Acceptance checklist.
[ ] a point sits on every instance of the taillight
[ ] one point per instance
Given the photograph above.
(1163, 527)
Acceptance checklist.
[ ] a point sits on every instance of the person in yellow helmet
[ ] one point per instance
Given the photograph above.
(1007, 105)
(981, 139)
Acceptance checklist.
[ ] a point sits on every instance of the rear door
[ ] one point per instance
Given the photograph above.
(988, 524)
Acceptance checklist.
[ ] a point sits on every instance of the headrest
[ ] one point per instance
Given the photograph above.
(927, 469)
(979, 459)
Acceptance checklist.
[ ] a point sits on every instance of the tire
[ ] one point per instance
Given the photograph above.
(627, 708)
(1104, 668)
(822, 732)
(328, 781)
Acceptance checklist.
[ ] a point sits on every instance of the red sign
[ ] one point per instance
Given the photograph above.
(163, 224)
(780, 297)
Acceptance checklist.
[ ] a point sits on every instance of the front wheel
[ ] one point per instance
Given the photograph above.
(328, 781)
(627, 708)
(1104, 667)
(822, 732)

**Directions:**
Copy out the line containing "[ ] a point sits on every instance of the person", then every line after it through the end of the listing, exactly and with nothing else.

**Task answer:**
[ ] a point sits on every instance of the person in yellow helmet
[ ] one point per instance
Given the photograph above.
(1007, 105)
(981, 139)
Acceptance checklist.
[ ] a point sits on every instance of the rear door
[ ] one point per instance
Given the photograph above.
(988, 524)
Acceptance checklist.
[ ] a point sits on every instance of the headrest
[ ] one point per instance
Given the photograph above.
(927, 469)
(979, 459)
Acceptance checklist.
[ ] a point sits on every instance of the tire
[ ] one point per instance
Given the photograph above.
(627, 708)
(1104, 668)
(822, 732)
(328, 781)
Acceptance checklist.
[ ] a point sits on every instance of the red sign
[ ] one point per instance
Given the photograph above.
(163, 224)
(780, 297)
Acceptance checklist.
[ ] a point sits on every instance of the front wheel
[ ] one point per instance
Given the photograph above.
(328, 781)
(627, 708)
(1104, 667)
(822, 732)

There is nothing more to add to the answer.